- **EXERCISE PROMPT**: Output exactly the lines that run from the top of the entries to the line holding "of the ceiling", including both of those lines.

- **TASK DATA**:
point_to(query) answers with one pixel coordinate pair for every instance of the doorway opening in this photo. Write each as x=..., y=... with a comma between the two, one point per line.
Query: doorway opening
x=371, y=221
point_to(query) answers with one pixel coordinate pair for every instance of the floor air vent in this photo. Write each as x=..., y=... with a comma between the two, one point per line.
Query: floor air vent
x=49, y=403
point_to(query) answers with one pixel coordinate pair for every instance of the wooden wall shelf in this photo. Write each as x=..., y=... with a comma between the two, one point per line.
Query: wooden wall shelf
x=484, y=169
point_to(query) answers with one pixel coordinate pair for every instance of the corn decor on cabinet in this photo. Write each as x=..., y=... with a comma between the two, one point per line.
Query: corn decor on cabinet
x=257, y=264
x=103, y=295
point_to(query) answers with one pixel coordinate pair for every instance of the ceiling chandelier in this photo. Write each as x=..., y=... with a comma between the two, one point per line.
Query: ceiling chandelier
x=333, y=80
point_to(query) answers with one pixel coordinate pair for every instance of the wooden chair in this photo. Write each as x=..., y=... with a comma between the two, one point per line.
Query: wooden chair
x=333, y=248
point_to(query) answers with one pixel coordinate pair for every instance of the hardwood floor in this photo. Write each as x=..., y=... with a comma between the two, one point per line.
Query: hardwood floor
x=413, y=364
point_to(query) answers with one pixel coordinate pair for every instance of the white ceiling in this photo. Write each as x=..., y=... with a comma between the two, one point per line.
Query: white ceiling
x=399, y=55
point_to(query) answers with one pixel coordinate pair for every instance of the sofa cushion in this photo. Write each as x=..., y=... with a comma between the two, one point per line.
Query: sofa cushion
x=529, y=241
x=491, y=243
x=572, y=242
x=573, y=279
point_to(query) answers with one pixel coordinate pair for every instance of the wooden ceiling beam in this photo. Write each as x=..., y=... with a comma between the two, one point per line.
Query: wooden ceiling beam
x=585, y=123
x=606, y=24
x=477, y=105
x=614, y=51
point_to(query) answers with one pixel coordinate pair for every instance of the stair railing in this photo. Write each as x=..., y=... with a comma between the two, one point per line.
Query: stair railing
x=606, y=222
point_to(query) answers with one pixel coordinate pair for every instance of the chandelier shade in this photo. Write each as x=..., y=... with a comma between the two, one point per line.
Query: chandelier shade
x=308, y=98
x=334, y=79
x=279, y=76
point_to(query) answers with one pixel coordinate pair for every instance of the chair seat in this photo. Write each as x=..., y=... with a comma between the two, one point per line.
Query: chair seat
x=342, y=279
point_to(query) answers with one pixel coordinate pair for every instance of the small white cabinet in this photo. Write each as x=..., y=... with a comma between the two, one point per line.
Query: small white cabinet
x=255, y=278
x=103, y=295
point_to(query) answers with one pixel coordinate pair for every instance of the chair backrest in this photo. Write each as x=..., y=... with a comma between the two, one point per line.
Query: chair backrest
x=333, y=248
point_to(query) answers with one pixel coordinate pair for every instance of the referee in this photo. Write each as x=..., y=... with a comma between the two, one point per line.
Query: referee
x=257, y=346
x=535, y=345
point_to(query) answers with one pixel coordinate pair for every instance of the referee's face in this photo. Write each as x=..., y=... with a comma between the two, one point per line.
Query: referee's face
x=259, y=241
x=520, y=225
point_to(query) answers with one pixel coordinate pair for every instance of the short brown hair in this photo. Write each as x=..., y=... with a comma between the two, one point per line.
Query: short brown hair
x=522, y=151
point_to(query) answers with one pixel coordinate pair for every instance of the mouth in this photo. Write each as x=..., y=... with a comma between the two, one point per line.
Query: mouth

- **EXERCISE RESPONSE**:
point_to(query) answers with one pixel coordinate pair for every instance of the doorway opening in this photo. Write each as x=..., y=... with a comma between the two, one point per line.
Query: doorway opening
x=371, y=221
point_to(query) answers with one pixel coordinate pair for every instance of the floor air vent in this photo. Write each as x=..., y=... with a comma between the two, one point per line.
Query: floor air vent
x=49, y=403
point_to(query) answers with one pixel coordinate pair for every instance of the wooden wall shelf in this photo. Write each as x=..., y=... with a comma between the two, one point per line.
Query: wooden wall shelf
x=484, y=169
point_to(query) answers with one pixel coordinate pair for every instance of the corn decor on cabinet in this photo. Write each as x=..., y=... with a comma between the two, one point per line.
Query: corn decor on cabinet
x=257, y=264
x=103, y=295
point_to(query) answers with one pixel coordinate pair for every instance of the ceiling chandelier in this photo. Write each as x=..., y=... with a comma between the two, one point per line.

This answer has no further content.